KURZE AUFGABE 1 → Mit welchem Ergebnis gewann Ägypten laut dem Quellenauszug gegen den Kongo?

QUELLENAUSZUG →
---------------

Bild: Der ägyptische Torwart Essam el-Hadary sitzt nach dem Spiel jubelnd auf …
Dem TV-Kommentator des ägyptischen Fernsehens versagte umgehend die Stimme,
als Mohamed Salah den Ball in der fünften Minute der Nachspielzeit vom
Elfmeterpunkt ins Tor befördert hatte, aber das war in diesem Augenblick
vollkommen egal. Den Mann wollte ohnehin niemand mehr hören, nachdem das
ganze Land gerade in einen Zustand kollektiver Ekstase gestürzt war. Salah
hatte Ägypten mit seinem verwandelten Strafstoß zur Weltmeisterschaft nach
Russland geschossen, zum ersten Mal seit 1990 ist das Land bei einer WM
dabei. Die Spieler, das Stadion, die ganze Nation gerieten in einen Zustand
wilder Euphorie.
Noch in der Nacht gab der Gouverneur von Salahs Heimatprovinz bekannt, dass
eine Schule nach dem Helden benannt werde, der Superstar aus Liverpool
hatte auch den anderen Treffer zum 2:1-Sieg gegen den Kongo beigesteuert
hatte. „Die Leute hier haben sich sehr lange nach einem Team gesehnt, das
sie unterstützen können“, sagte Trainer Hector Cuper, der sich ohne die
Erlösung in der Nachspielzeit auf einen Sturm der Empörung hätte einstellen
können. Vor der Partie habe er Kreislaufmedikamente nehmen müssen, weil er
trotz der Erfolge heftig für die defensive Spielweise kritisiert wurde.
Kommentatoren sind ja nicht selten geneigt, die gesellschaftspolitische
Dimension des Erfolgs hervorzuheben, wenn kleine Fußballnationen sich für
ein großes Turnier qualifizieren, in diesem Fall geht es aber gar nicht
anders. Denn Fußball und Politik sind in Ägypten so eng miteinander
verflochten wie in kaum einem anderen Land. Fußballfans aus Kairo waren
eine treibende Kraft in den Revolutionstagen des Frühjahrs 2011. Damals
kämpften die zuvor verfeindeten Ultra-Gruppierungen der beiden Kairoer
Großklubs Al Ahly und Zamalek die Nil-Brücken frei, so dass die
Demonstranten auf den Tahrir-Platz ziehen konnten. Die Ultras waren Kämpfe
gegen die Polizei gewohnt.

---------------

KURZE AUFGABE 2 → Bearbeite die nachfolgenden Zeilen von der Zeile mit „Find vehicle wrap“ bis einschließlich der letzten Zeile, indem du „baseball cap“ durch „ball cap“ ersetzt und alles andere unverändert lässt. Gib nur diese Zeilen ohne die Bilder wieder.

BEREITGESTELLTE DATEN →

---------------

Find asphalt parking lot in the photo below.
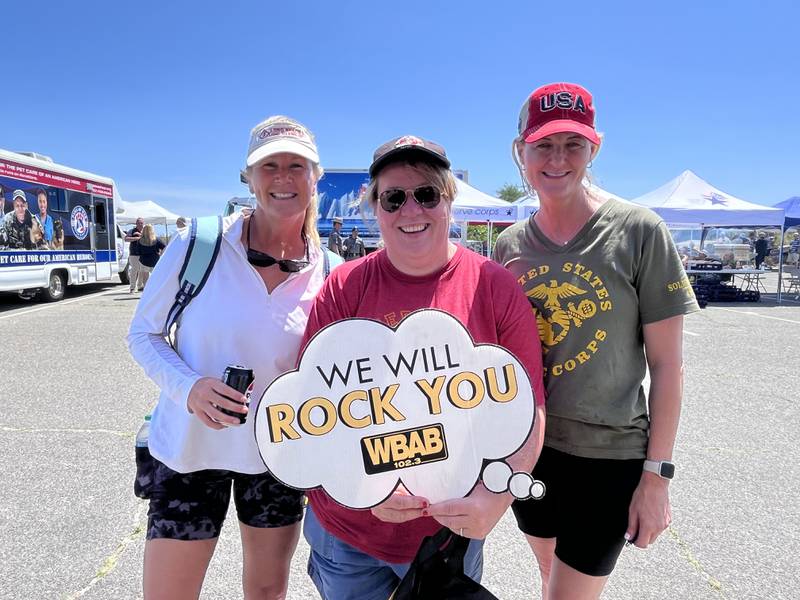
[0,285,800,600]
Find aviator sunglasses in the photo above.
[378,185,442,212]
[247,223,309,273]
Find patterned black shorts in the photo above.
[147,458,303,540]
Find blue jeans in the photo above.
[303,506,483,600]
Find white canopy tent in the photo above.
[117,200,180,226]
[633,170,784,302]
[452,178,517,256]
[633,170,783,227]
[453,179,517,223]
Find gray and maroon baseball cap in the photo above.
[369,135,450,178]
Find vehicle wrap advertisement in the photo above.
[0,159,106,268]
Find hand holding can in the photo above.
[219,365,256,424]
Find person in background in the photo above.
[128,116,341,600]
[328,217,344,256]
[3,190,36,250]
[494,83,699,600]
[304,136,544,600]
[125,217,147,294]
[36,189,53,248]
[753,231,769,269]
[342,227,367,260]
[139,223,166,286]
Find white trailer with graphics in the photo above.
[0,149,124,302]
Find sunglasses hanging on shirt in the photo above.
[247,222,310,273]
[378,185,442,212]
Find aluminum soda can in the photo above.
[220,365,256,424]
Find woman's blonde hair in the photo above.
[139,223,156,246]
[362,160,456,212]
[242,115,325,246]
[511,132,603,198]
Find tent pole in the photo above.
[778,221,786,304]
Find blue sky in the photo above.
[0,0,800,215]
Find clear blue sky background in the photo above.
[0,0,800,215]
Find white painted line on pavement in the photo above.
[0,289,118,321]
[706,306,800,325]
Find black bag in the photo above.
[389,527,498,600]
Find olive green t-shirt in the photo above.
[493,200,698,459]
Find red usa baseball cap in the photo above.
[369,135,450,178]
[519,83,600,144]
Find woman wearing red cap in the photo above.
[494,83,698,599]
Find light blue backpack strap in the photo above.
[162,217,222,337]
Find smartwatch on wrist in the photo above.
[642,460,675,479]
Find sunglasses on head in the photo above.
[378,185,442,212]
[247,225,310,273]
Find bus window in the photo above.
[93,196,111,250]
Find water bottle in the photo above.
[136,415,152,454]
[133,415,154,498]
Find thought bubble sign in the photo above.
[255,309,535,508]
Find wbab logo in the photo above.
[255,310,544,508]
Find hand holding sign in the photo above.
[255,310,534,508]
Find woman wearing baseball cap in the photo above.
[128,116,342,599]
[304,136,544,600]
[494,83,698,599]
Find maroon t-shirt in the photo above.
[303,246,544,563]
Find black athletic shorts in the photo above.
[147,458,303,540]
[512,447,644,576]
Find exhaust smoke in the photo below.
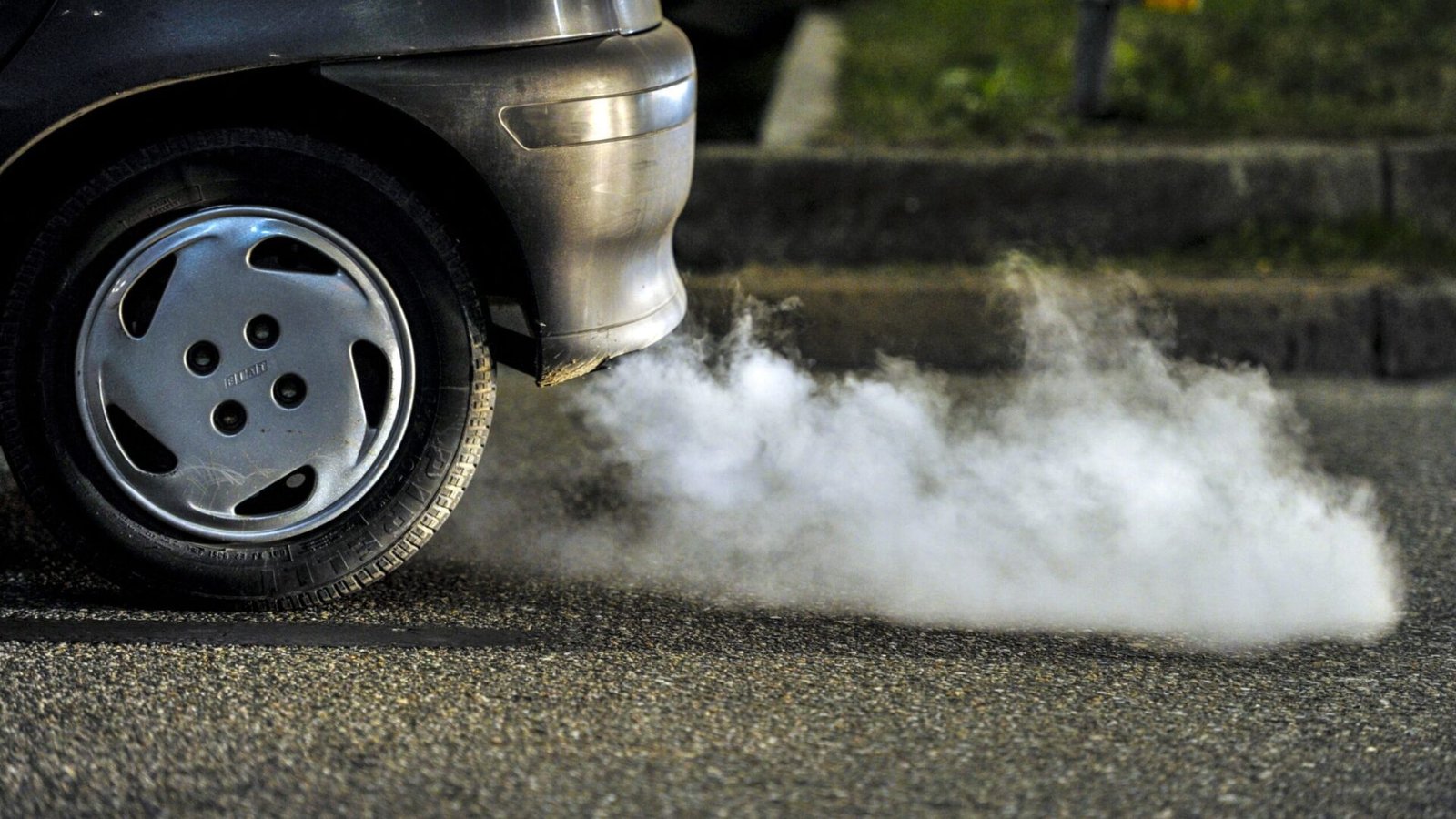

---------------

RICHTIGE ANTWORT 1 → Mit 2:1.

RICHTIGE ANTWORT 2 →
Find vehicle wrap advertisement in the photo above.
[0,159,106,268]
Find hand holding can in the photo above.
[219,365,256,424]
Find person in background in the photo above.
[128,116,341,600]
[328,217,344,256]
[3,190,36,250]
[494,83,699,600]
[304,136,544,600]
[125,217,147,294]
[36,189,53,248]
[753,231,769,269]
[342,227,367,260]
[139,223,166,286]
Find white trailer with graphics in the photo above.
[0,149,124,302]
Find sunglasses hanging on shirt in the photo above.
[247,222,310,273]
[378,185,442,212]
Find aluminum soda can in the photo above.
[220,365,256,424]
Find woman's blonde hair in the photo above.
[139,223,156,246]
[362,160,456,212]
[242,115,325,246]
[511,132,603,198]
Find tent pole in the photo above.
[778,221,786,304]
Find blue sky in the photo above.
[0,0,800,215]
Find clear blue sky background in the photo above.
[0,0,800,215]
Find white painted line on pavement in the photo above.
[0,289,118,321]
[706,306,800,325]
Find black bag in the photo above.
[389,527,498,600]
Find olive green t-shirt in the photo above.
[493,200,698,459]
Find red usa ball cap in the photo above.
[369,135,450,178]
[519,83,600,144]
Find woman wearing red cap in the photo above.
[494,83,698,599]
Find light blue backpack strap in the photo above.
[162,217,222,337]
Find smartwatch on wrist in the photo above.
[642,460,675,479]
Find sunglasses on head in the photo above.
[378,185,442,212]
[247,225,310,273]
Find bus window in the photo above.
[93,196,111,250]
Find water bottle in the photo above.
[136,415,152,454]
[133,415,154,498]
Find thought bubble sign in the photo above.
[255,309,535,508]
Find wbab logo in the photo above.
[255,310,544,508]
Find hand holding sign in the photo above.
[255,310,534,508]
Find woman wearing ball cap in the photo above.
[128,116,342,599]
[304,136,544,600]
[494,83,698,599]
Find maroon t-shirt in the photo above.
[303,246,544,563]
Find black athletic shorts in the photo above.
[147,458,303,540]
[512,447,644,576]
Find exhaust smoke in the photo below.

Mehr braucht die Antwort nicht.